▶ **REQUIREMENT A**: Using the cholesterol drug article, explain in one to three sentences why statins are the standard treatment for high cholesterol.
▶ **REQUIREMENT B**:
Please answer these questions from the cholesterol drug article.
(i) By how much does the drug reduce cholesterol?
(ii) How often is the treatment given?
(iii) Who is the lead author?

(PASSAGE SHOWN begins)

Washington: A breakthrough ‘gene silencer’ drug has the power to ‘switch off’ heart disease by reducing cholesterol by over 50 percent.
The findings come from the largest trial yet to test the safety and effectiveness of this kind of therapy. The technique, known as RNA interference (RNAi) therapy, essentially ‘switches off’ one of the genes responsible for elevated cholesterol.
Researchers from Imperial College London and their colleagues, who conducted the trial, say the twice-a-year treatment could be safely given with or without statins, depending on individual patient needs. Eventually, inclisiran could help to reduce the risk of heart attacks and stroke related to high cholesterol.
“These initial results are hugely exciting for patients and clinicians,” said lead author Kausik Ray, adding “We appear to have found a versatile, easy-to-take, safe, treatment that provides sustained lowering of cholesterol levels and is therefore likely to reduce the risk of cardiovascular disease, heart attacks, and stroke. These reductions are over and above what can be already be achieved with statins alone or statins plus ezetemibe, another class of cholesterol-lowering drug.”
Elevated levels of low-density lipoprotein (LDL) cholesterol can lead to cardiovascular disease and blood vessel blockage, leading to an increased risk heart attacks and stroke in patients.
Statins are currently the standard treatment for high cholesterol, combined with exercise and healthy diet, as they reduce levels in the blood and therefore help to prevent heart attacks and stroke.

(PASSAGE SHOWN ends)
(INFORMATION begins)

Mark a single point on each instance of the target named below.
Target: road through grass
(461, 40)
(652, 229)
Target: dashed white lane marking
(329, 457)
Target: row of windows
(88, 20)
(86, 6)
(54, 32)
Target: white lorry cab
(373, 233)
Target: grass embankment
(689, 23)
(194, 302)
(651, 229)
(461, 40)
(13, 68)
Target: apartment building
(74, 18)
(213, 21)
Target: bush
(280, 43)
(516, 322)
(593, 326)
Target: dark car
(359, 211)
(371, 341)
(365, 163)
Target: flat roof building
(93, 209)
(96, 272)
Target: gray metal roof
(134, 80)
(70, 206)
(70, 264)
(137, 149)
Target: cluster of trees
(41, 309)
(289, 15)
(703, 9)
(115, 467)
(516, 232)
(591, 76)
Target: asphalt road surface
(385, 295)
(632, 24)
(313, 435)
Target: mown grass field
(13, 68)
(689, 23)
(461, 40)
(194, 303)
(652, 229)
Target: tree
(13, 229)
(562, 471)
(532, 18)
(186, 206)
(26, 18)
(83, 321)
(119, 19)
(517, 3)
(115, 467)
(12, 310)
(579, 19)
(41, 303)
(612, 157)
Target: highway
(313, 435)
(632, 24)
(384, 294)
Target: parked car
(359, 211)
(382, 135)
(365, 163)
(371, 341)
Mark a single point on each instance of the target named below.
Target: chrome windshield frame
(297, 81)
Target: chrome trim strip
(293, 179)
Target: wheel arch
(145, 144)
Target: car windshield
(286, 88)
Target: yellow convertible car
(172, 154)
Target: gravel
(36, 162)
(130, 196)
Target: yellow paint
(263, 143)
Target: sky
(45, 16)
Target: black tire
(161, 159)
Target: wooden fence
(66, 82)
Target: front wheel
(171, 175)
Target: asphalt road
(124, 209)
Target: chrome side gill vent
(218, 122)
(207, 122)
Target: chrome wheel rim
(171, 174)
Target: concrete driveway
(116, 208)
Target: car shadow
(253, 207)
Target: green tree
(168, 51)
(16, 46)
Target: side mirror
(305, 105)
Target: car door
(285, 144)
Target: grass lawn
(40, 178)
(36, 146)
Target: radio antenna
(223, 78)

(INFORMATION ends)
(INFORMATION begins)

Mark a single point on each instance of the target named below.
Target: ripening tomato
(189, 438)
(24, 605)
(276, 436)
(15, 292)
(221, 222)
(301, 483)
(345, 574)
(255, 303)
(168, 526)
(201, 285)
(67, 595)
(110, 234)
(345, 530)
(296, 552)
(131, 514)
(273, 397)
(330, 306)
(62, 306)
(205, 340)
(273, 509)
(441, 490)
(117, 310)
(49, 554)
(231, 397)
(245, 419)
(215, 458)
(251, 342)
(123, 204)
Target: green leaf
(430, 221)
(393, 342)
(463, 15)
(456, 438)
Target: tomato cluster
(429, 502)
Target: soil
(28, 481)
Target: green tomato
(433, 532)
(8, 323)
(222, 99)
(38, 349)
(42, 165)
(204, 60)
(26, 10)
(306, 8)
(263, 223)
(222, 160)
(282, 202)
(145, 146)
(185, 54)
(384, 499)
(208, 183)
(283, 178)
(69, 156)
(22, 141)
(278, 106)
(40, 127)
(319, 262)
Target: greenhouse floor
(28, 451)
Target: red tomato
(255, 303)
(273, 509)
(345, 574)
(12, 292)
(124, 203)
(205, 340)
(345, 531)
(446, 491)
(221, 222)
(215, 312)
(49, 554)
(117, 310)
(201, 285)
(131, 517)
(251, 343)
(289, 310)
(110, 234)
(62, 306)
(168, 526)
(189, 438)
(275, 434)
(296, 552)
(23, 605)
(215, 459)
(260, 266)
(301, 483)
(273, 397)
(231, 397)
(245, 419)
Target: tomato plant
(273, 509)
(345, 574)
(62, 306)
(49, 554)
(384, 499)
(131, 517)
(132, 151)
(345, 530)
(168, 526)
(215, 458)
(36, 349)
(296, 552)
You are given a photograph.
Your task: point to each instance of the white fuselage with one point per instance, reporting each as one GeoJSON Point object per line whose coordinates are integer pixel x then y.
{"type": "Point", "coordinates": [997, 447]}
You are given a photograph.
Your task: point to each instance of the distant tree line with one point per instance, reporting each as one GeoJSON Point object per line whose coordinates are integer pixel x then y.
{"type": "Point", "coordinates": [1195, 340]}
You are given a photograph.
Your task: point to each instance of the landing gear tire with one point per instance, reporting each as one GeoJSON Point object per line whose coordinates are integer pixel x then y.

(INFORMATION ends)

▶ **ANSWER SPACE A**: Statins are the standard treatment because they reduce cholesterol levels in the blood and so help prevent heart attacks and stroke. They are combined with exercise and a healthy diet.

▶ **ANSWER SPACE B**:
(i) By over 50 percent.
(ii) Twice a year.
(iii) Kausik Ray.